╭──

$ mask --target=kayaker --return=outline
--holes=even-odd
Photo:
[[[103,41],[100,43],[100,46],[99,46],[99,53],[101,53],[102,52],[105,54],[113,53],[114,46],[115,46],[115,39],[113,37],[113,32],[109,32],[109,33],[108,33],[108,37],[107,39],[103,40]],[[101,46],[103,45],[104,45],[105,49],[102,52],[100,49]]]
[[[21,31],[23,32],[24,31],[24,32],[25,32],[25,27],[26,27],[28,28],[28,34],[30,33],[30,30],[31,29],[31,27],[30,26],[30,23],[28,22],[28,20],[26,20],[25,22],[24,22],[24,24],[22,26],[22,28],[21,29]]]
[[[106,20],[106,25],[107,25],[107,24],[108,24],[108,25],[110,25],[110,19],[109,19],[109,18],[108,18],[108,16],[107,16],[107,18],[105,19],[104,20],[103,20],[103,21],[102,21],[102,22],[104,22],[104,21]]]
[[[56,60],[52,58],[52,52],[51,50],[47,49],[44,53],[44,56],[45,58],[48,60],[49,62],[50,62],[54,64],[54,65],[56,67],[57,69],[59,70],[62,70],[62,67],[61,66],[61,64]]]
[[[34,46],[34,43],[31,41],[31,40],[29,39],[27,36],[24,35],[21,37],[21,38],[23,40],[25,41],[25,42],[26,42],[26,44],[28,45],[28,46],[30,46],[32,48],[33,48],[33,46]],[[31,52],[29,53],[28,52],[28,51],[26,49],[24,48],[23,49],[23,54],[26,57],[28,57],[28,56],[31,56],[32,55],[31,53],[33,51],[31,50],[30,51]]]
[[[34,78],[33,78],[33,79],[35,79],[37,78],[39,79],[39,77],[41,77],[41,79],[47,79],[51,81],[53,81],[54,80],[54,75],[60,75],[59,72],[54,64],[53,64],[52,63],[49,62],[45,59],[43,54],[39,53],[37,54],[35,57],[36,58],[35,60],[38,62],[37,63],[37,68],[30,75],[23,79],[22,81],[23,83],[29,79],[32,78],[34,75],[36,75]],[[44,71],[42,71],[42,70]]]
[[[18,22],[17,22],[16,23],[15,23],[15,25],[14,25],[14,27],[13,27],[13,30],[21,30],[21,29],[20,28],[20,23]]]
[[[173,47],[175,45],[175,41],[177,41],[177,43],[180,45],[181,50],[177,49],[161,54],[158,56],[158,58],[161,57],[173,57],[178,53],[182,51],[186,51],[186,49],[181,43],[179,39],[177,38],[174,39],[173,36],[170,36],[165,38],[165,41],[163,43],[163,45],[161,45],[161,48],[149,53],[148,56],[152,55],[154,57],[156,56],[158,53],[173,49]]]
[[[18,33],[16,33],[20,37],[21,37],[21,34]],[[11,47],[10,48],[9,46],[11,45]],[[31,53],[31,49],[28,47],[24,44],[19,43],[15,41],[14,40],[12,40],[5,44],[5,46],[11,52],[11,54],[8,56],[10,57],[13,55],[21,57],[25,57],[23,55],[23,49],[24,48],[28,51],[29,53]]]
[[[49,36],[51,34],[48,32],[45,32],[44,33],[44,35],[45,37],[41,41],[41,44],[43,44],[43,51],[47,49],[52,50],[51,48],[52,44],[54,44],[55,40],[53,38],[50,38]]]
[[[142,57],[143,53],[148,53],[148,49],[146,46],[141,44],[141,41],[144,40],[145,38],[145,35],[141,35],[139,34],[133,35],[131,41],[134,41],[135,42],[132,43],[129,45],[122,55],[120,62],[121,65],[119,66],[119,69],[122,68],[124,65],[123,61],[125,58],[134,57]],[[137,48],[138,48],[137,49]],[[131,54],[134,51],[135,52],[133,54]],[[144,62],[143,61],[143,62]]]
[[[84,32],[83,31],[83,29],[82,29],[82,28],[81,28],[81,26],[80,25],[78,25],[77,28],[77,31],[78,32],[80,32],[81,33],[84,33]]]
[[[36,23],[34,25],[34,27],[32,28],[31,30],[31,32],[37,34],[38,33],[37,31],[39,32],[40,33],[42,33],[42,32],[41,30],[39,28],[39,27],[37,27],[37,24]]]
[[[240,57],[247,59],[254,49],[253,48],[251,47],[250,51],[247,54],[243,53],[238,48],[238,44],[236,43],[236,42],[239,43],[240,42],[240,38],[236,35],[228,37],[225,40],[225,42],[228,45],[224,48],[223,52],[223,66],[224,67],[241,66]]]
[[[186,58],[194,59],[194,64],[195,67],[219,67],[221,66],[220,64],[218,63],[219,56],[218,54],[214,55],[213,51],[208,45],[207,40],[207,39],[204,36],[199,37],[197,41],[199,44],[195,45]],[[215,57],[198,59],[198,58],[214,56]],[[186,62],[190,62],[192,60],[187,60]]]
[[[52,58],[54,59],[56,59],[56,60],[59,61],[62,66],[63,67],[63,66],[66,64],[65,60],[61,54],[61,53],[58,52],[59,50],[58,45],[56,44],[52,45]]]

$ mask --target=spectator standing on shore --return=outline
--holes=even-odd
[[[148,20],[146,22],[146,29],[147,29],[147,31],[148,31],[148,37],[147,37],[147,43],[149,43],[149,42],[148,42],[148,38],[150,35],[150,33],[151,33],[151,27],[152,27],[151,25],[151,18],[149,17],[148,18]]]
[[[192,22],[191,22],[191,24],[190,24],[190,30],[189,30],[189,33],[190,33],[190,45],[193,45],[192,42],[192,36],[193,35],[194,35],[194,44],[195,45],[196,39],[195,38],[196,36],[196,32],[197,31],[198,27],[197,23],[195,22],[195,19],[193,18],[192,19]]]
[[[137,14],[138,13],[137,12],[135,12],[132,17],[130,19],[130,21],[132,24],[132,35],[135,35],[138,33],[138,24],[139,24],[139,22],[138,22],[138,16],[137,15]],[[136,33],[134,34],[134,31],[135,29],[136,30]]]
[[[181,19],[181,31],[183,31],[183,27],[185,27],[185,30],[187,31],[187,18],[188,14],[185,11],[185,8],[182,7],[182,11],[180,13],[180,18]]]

╰──

> EXERCISE BRIEF:
Copy the rows from the line containing "on shore --return=outline" through the last line of the rows, both ends included, without changing anything.

> THE RESULT:
$ mask --target=spectator standing on shore --return=outline
--holes=even-odd
[[[148,20],[146,22],[146,29],[147,29],[147,31],[148,31],[148,37],[147,37],[147,43],[149,43],[149,42],[148,42],[148,38],[150,35],[150,33],[151,33],[151,27],[152,27],[151,25],[151,18],[149,17],[148,18]]]
[[[192,22],[191,22],[191,24],[190,24],[190,30],[189,30],[189,33],[190,33],[190,45],[193,45],[192,42],[192,36],[193,35],[194,35],[194,44],[195,45],[196,39],[195,38],[196,36],[196,32],[197,31],[198,27],[197,23],[195,22],[195,19],[193,18],[192,19]]]
[[[137,14],[138,13],[137,12],[135,12],[132,17],[130,19],[130,21],[132,24],[132,35],[135,35],[138,33],[138,24],[139,24],[139,22],[138,22],[138,16],[137,15]],[[136,33],[134,34],[134,31],[135,29],[136,30]]]
[[[181,19],[181,31],[183,31],[183,27],[185,27],[185,30],[187,31],[187,18],[188,14],[185,11],[185,8],[182,7],[182,11],[180,13],[180,18]]]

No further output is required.